— start —

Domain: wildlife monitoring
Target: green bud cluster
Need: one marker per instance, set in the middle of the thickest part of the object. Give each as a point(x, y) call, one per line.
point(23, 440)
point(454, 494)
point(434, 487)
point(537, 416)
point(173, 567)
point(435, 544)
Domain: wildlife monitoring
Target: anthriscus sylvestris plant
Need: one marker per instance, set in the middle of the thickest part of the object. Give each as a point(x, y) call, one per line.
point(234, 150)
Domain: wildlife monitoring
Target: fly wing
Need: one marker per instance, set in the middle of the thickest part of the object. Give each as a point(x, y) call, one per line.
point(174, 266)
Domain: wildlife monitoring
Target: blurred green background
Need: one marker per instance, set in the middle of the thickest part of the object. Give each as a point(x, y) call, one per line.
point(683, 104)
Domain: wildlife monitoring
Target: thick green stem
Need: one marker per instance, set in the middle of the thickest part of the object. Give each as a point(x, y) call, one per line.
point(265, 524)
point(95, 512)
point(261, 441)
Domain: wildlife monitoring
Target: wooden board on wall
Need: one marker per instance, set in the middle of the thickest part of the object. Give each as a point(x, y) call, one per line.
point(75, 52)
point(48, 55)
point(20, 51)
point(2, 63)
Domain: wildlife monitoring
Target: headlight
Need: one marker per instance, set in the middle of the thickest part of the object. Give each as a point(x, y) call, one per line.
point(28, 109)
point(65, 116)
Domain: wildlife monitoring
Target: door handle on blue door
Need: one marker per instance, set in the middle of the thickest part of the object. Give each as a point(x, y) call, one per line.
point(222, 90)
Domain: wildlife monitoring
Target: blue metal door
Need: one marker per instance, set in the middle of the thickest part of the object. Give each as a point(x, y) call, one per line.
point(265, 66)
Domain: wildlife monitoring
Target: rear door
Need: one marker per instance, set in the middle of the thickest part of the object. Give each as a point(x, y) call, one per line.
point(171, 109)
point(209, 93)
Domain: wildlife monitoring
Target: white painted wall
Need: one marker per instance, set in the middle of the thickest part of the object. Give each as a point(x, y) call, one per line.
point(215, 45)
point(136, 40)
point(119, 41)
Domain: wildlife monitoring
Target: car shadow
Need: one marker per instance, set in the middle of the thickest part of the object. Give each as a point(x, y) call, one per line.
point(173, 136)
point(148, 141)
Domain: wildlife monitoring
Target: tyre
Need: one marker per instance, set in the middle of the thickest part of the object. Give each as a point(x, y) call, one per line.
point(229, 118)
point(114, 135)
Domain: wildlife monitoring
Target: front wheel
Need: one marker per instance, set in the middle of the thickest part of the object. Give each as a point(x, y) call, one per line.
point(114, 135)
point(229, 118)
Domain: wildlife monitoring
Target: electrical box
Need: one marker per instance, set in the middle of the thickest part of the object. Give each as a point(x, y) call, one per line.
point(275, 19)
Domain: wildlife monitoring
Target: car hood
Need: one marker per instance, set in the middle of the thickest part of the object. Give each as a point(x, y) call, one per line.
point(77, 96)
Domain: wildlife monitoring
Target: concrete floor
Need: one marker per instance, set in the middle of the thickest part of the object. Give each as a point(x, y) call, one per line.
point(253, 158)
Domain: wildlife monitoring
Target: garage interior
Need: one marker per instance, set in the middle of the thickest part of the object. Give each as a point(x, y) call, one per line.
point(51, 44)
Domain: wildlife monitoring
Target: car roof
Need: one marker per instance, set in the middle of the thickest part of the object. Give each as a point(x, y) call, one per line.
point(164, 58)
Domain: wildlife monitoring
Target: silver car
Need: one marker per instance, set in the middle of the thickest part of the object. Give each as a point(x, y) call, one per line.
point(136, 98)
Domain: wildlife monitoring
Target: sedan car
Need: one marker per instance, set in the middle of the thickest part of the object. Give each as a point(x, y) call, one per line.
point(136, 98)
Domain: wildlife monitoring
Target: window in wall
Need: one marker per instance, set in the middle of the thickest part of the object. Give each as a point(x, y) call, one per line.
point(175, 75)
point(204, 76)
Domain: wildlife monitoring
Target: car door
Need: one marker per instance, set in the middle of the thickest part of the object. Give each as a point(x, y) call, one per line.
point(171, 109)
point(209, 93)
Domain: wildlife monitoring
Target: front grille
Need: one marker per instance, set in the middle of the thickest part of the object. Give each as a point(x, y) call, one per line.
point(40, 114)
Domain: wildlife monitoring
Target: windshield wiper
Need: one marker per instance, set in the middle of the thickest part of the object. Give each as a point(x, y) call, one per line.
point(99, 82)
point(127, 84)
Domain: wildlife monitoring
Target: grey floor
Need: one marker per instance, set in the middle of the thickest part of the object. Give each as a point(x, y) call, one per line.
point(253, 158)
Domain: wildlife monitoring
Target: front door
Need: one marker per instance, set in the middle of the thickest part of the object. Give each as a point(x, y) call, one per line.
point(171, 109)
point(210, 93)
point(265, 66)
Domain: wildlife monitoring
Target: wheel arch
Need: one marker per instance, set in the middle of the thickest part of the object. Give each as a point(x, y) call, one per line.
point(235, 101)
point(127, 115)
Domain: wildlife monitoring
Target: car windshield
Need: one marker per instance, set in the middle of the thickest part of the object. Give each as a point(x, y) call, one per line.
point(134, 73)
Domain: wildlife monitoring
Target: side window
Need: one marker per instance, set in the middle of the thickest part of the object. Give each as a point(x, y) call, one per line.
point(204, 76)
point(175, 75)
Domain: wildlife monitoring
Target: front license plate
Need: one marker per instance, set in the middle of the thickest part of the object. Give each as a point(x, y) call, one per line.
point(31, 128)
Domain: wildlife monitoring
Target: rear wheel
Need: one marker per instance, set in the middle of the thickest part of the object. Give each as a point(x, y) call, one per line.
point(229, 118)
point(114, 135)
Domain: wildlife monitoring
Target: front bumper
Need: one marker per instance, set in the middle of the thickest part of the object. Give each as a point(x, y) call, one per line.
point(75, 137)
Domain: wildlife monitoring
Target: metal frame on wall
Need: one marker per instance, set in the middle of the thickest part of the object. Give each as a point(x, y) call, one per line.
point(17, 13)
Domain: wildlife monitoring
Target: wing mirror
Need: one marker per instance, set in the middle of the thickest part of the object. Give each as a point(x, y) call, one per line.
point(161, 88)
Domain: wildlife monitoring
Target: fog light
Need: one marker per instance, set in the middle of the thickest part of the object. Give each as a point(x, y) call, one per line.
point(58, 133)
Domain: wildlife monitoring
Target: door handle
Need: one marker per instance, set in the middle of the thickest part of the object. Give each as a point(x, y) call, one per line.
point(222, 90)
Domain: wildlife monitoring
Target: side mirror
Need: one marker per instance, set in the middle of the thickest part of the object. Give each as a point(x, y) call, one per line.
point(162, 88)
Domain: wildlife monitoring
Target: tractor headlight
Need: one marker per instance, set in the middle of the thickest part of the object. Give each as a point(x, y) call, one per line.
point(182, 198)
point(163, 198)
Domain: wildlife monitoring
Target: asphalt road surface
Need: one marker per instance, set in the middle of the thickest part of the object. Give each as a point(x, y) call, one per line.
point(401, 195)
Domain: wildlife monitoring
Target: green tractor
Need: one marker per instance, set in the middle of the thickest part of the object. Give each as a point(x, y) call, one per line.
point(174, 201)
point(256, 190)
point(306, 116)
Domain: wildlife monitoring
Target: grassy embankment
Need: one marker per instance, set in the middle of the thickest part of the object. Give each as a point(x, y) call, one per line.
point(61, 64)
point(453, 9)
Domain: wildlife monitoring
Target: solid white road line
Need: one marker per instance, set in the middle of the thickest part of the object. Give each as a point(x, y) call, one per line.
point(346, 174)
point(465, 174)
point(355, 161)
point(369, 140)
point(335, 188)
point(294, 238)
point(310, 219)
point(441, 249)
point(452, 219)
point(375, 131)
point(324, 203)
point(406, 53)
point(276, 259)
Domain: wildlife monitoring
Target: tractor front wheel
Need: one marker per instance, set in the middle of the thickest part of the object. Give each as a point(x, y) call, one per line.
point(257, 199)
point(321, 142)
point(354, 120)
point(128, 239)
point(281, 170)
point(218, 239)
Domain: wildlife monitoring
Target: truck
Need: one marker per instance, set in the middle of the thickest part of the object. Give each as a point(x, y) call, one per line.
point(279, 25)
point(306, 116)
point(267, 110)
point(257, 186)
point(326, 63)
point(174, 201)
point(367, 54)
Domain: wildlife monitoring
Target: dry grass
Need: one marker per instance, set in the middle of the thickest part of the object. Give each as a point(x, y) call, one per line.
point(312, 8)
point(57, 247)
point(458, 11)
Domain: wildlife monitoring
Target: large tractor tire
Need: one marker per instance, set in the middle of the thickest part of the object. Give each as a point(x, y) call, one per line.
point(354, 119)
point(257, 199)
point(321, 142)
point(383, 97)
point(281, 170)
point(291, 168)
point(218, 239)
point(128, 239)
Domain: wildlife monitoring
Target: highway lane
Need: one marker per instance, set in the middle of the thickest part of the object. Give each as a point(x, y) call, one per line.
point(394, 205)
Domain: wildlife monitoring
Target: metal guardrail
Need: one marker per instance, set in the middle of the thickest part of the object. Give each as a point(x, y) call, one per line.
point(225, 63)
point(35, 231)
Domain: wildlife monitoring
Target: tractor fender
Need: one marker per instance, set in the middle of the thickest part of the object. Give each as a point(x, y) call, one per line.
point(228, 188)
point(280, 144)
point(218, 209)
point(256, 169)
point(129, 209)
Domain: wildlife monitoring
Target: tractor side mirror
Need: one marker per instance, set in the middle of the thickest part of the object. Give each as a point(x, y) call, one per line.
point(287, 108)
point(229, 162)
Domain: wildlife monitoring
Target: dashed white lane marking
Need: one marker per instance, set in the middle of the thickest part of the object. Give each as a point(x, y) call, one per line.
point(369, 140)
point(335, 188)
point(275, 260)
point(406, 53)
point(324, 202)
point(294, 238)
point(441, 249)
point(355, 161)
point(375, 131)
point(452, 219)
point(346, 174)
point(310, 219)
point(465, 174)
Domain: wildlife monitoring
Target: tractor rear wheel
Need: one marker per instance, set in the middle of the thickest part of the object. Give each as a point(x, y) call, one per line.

— end —

- AIM OF THE TASK
Render as a numbered list the stretch of the records from the start through the line containing "point(537, 416)", leaving out any blank lines.

- ANSWER TO THE EXERCISE
1. Domain: wildlife monitoring
2. Target: green bud cluster
3. Need: one marker per instance, set in the middle of the thickest part of the object. Give each as a point(x, y) call, one per line.
4. point(23, 440)
5. point(454, 494)
6. point(434, 487)
7. point(537, 416)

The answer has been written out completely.